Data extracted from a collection
· · ·
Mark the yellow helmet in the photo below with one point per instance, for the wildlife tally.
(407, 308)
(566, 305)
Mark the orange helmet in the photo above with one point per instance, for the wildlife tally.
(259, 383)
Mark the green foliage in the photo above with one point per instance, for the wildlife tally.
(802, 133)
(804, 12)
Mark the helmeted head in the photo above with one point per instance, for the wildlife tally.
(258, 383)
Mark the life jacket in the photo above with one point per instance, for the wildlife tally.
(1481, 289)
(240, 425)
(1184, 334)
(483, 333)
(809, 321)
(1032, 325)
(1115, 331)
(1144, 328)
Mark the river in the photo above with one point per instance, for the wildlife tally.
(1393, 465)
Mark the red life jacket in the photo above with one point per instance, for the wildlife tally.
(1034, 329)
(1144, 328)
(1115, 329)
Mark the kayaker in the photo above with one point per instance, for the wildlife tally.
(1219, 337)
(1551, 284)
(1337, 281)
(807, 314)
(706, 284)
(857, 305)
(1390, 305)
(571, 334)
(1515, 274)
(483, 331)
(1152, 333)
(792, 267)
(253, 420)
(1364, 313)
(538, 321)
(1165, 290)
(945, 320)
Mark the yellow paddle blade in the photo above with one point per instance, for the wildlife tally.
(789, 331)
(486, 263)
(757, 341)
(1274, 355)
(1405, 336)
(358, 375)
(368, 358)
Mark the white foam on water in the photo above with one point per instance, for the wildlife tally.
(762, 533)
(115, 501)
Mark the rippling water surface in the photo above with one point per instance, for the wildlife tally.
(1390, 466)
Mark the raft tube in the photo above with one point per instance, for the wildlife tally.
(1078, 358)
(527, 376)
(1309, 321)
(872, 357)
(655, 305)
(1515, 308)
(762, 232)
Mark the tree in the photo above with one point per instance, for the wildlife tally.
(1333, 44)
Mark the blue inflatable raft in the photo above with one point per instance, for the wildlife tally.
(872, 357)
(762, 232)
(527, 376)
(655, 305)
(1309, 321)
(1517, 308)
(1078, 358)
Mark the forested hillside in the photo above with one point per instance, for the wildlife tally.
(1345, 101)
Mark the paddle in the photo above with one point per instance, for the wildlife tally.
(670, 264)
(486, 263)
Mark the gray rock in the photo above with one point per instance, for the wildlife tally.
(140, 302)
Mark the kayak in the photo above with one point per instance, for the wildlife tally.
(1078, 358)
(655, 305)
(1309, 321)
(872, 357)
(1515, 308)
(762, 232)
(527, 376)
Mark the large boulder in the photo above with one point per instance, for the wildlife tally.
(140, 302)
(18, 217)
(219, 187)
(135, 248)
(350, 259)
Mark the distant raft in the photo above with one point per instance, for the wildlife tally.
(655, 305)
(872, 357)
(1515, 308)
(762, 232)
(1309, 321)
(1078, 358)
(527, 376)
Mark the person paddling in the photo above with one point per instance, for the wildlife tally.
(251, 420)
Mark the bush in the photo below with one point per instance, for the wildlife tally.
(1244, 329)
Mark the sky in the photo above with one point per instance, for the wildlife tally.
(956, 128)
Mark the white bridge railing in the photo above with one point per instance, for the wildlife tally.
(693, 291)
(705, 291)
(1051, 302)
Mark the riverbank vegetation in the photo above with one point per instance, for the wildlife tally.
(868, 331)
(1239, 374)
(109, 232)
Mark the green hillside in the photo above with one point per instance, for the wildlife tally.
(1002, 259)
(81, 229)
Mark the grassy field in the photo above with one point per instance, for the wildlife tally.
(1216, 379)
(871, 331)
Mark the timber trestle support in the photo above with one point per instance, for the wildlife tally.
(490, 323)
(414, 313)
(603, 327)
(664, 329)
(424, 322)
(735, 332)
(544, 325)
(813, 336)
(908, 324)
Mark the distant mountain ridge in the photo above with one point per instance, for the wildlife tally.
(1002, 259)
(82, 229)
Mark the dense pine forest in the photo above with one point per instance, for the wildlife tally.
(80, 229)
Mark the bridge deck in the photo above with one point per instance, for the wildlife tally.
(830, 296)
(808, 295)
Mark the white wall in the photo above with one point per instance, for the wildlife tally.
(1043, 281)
· · ·
Repeat the entries exactly, all of them.

Mark the yellow helmet in the photo below with one point per instance, for the wildlife tally.
(407, 308)
(566, 305)
Mark the orange helmet in the photo above with one point per instance, for the wildlife tally.
(259, 383)
Mark the green foliage in the photo above with one point per instance, for the wildlife tally.
(802, 133)
(804, 12)
Mark the helmeted head in the photo above with one point per instance, for the wildlife tally.
(258, 383)
Mark the life jacket in the photo above with one point per instance, for the wildlife tally.
(1481, 289)
(240, 425)
(1184, 334)
(483, 333)
(809, 321)
(1032, 325)
(1115, 331)
(1144, 328)
Mark the river in the photo above with one point per instance, for the wildlife tally.
(1393, 465)
Mark the red life jacket in the photo above with one point per instance, for the wildlife tally.
(1034, 329)
(1144, 328)
(1115, 329)
Mark the kayaker in the photo above with one point per instance, for the wildlife tally.
(1219, 337)
(1551, 284)
(1337, 281)
(807, 314)
(706, 284)
(857, 305)
(1390, 305)
(571, 334)
(1515, 274)
(483, 331)
(1152, 333)
(792, 267)
(253, 420)
(1364, 313)
(538, 321)
(1165, 290)
(945, 320)
Mark the yellow paddle blade in the photo above with one point per instance, for the wildlife tally.
(789, 331)
(486, 263)
(757, 341)
(1274, 355)
(1405, 336)
(358, 375)
(368, 358)
Mark the white foam on water in the photo above with one point per instance, for the wildlife tally.
(762, 533)
(115, 501)
Mark the rippling water surface in the photo above with one point per instance, for the wildlife tally.
(1390, 466)
Mark the raft tube in the photo above with one point per instance, for the wildlife tally.
(1078, 358)
(527, 376)
(1309, 321)
(872, 357)
(655, 305)
(1515, 308)
(762, 232)
Mark the tree in the photo above with one point per instance, for the wildlife tally.
(1333, 44)
Mark the blue inflatable raft in the photo above with one point per instance, for the wildlife tally.
(872, 357)
(762, 232)
(527, 376)
(655, 305)
(1309, 321)
(1517, 308)
(1078, 358)
Mark the forested hillside in the photo above with one point per instance, for the wildlife tally.
(1345, 101)
Mark the paddle in the photo above with one point per instance, for the wildlife tally.
(670, 264)
(486, 263)
Mark the gray rock in the photo above with one point per instance, for the wildlife tally.
(140, 302)
Mark the kayak in the photo above with one point per instance, for the wildlife tally.
(1078, 358)
(655, 305)
(1309, 321)
(872, 357)
(1515, 308)
(762, 232)
(527, 376)
Mark the large boulder in the photo above with one point per instance, for the wildlife tally.
(140, 302)
(18, 217)
(219, 187)
(135, 248)
(350, 259)
Mark the distant raft in the photo above with one point per instance, for the wildlife tally.
(655, 305)
(872, 357)
(1515, 308)
(762, 232)
(1309, 321)
(1078, 358)
(527, 376)
Mark the person paddling in the photo above with one point per instance, for the wildlife tally.
(251, 420)
Mark the bush in the photo below with one point per instance, for the wildlife tally.
(1244, 329)
Mark the sky in the photo above with one point per instance, for the wildlife tally.
(956, 128)
Mark the white bridge railing in the photo above with one point per instance, for the wildlife tally.
(693, 291)
(705, 291)
(1051, 302)
Mark the riverbank vegetation in the photo above with one point per instance, for the wildlife tally.
(868, 331)
(1239, 374)
(109, 232)
Mark the green hillside in the photo above with one point per instance, for the wildlife tally.
(1002, 259)
(81, 229)
Mark the grassy field in the photo above with one point per instance, for the wildlife tally.
(1216, 379)
(871, 331)
Mark the timber trestle support in the photo above with one point per instance, for the wildlife tally.
(490, 323)
(414, 313)
(603, 327)
(664, 329)
(424, 322)
(735, 332)
(544, 325)
(813, 336)
(908, 324)
Mark the distant mountain ridge in the photo above with one point per instance, for the wildlife tally.
(1002, 259)
(82, 229)
Mark the dense pine forest in the photo above with one point per instance, for the wildlife tally.
(80, 229)
Mark the bridge deck in the photo above with one point per instance, for the wildlife tally.
(830, 296)
(808, 295)
Mark the white wall in the photo above with one point per instance, for the wildlife tally.
(1043, 281)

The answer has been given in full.